DATA LISTING »
+--
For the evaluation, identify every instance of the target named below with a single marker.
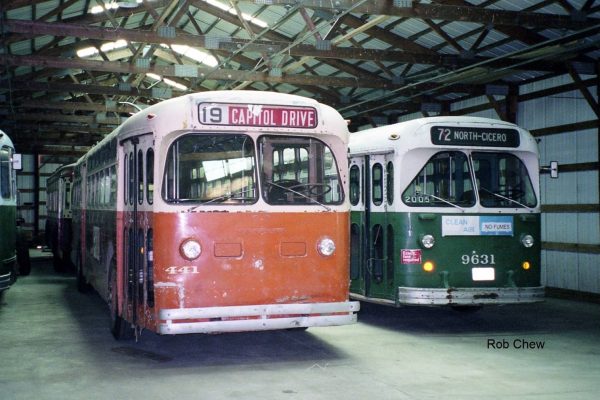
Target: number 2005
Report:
(478, 259)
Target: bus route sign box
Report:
(469, 136)
(258, 115)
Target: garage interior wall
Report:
(570, 215)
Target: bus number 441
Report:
(182, 270)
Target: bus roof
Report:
(417, 133)
(5, 140)
(181, 113)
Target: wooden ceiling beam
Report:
(533, 20)
(203, 73)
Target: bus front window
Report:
(210, 169)
(444, 181)
(502, 180)
(298, 170)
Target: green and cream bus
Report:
(445, 211)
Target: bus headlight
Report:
(527, 240)
(326, 247)
(190, 249)
(428, 266)
(427, 241)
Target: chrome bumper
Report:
(469, 296)
(256, 317)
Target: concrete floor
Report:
(55, 344)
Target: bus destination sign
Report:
(469, 136)
(258, 115)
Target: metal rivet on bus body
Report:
(190, 249)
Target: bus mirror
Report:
(17, 165)
(552, 168)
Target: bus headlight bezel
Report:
(527, 241)
(427, 241)
(326, 247)
(190, 249)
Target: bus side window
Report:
(389, 184)
(150, 175)
(140, 180)
(377, 179)
(125, 178)
(354, 185)
(131, 175)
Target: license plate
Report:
(483, 274)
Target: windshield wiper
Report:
(224, 197)
(505, 198)
(446, 201)
(299, 194)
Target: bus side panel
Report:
(100, 247)
(250, 258)
(8, 228)
(455, 256)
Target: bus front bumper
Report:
(469, 296)
(256, 317)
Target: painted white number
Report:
(417, 199)
(182, 270)
(478, 259)
(444, 134)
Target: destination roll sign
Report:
(258, 115)
(468, 136)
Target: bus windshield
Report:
(502, 180)
(446, 181)
(211, 168)
(298, 170)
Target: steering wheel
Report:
(312, 189)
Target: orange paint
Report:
(261, 274)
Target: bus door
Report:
(135, 225)
(371, 231)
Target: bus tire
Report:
(23, 260)
(82, 285)
(120, 328)
(57, 263)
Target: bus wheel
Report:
(119, 328)
(23, 259)
(82, 285)
(57, 263)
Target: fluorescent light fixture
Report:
(194, 54)
(231, 10)
(154, 76)
(168, 81)
(175, 84)
(106, 47)
(115, 5)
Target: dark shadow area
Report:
(552, 315)
(89, 314)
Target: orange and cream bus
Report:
(218, 212)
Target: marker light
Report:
(527, 240)
(326, 246)
(190, 249)
(428, 266)
(427, 241)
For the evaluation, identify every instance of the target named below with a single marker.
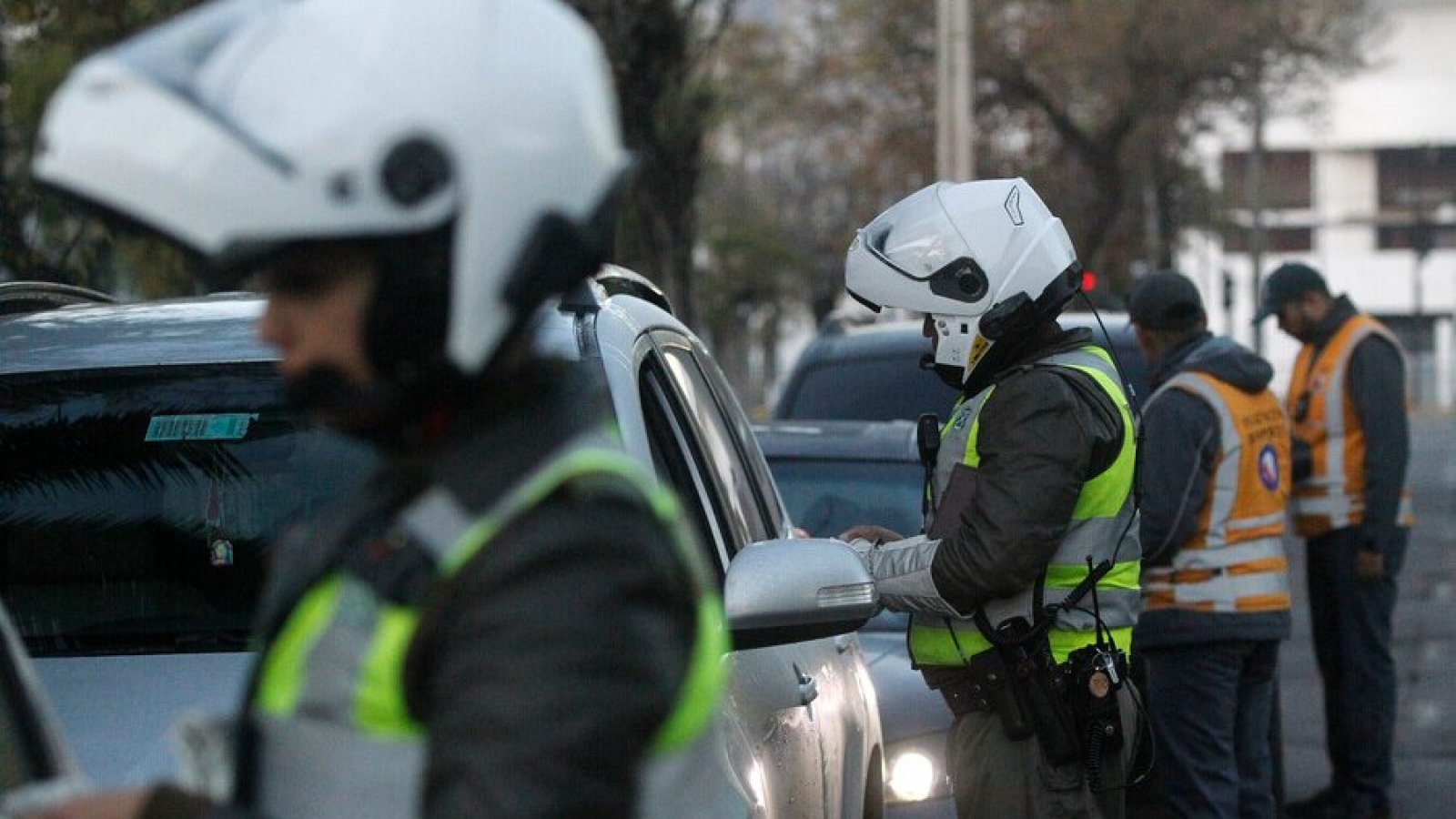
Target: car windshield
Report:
(136, 506)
+--
EXERCISE DESCRIPTION » Omit every image. Quote each record exactly.

ANSWER FOR THE TASK »
For the evaluation, identify every instance of the target named below with a single marker.
Target: number 2005
Report:
(478, 259)
Target: bus route sign box
Report:
(469, 136)
(258, 115)
Target: garage interior wall
Report:
(570, 215)
Target: bus number 441
Report:
(182, 270)
Target: bus roof
Report:
(417, 133)
(5, 140)
(181, 113)
Target: wooden ceiling beam
Report:
(533, 20)
(203, 73)
Target: bus front window
Report:
(210, 169)
(444, 181)
(502, 180)
(298, 170)
Target: green and cream bus
Report:
(445, 211)
Target: bus headlight
Report:
(527, 240)
(326, 247)
(190, 249)
(428, 266)
(427, 241)
Target: chrome bumper
Report:
(469, 296)
(256, 317)
Target: concrete floor
Report:
(55, 344)
Target: bus destination sign
Report:
(469, 136)
(258, 115)
Target: metal rivet on bus body
Report:
(190, 249)
Target: bus mirror
Report:
(17, 165)
(552, 168)
Target: bus headlight bezel
Report:
(527, 241)
(427, 241)
(326, 247)
(190, 249)
Target: bus side window
Report:
(389, 184)
(150, 175)
(140, 180)
(377, 179)
(125, 178)
(354, 185)
(131, 175)
Target: license plate
Report:
(483, 274)
Target: windshield wiper
Report:
(224, 197)
(505, 198)
(446, 201)
(299, 194)
Target: bus side panel
Report:
(100, 247)
(250, 258)
(8, 228)
(455, 256)
Target: bus front bumper
Report:
(469, 296)
(256, 317)
Target: painted white number
Report:
(417, 199)
(182, 270)
(478, 259)
(444, 134)
Target: destination roll sign
Report:
(258, 115)
(468, 136)
Target: bus windshield
Report:
(502, 180)
(446, 181)
(211, 168)
(298, 170)
Target: steering wheel
Report:
(312, 189)
Target: orange paint
Report:
(261, 274)
Target: bus door
Report:
(135, 225)
(371, 231)
Target: bus tire
Report:
(23, 260)
(82, 285)
(120, 328)
(57, 263)
Target: bus wheel
Report:
(119, 328)
(23, 259)
(82, 285)
(57, 263)
Target: fluorescent light fixture
Report:
(194, 54)
(231, 10)
(154, 76)
(168, 81)
(175, 84)
(106, 47)
(115, 5)
Target: dark shadow area
Report:
(552, 315)
(89, 314)
Target: orange and cream bus
Report:
(218, 212)
Target: marker light
Report:
(527, 240)
(326, 246)
(190, 249)
(428, 266)
(427, 241)
For the evaluation, identify every instance of the target named below with a single marker.
Target: car windshield
Report:
(136, 506)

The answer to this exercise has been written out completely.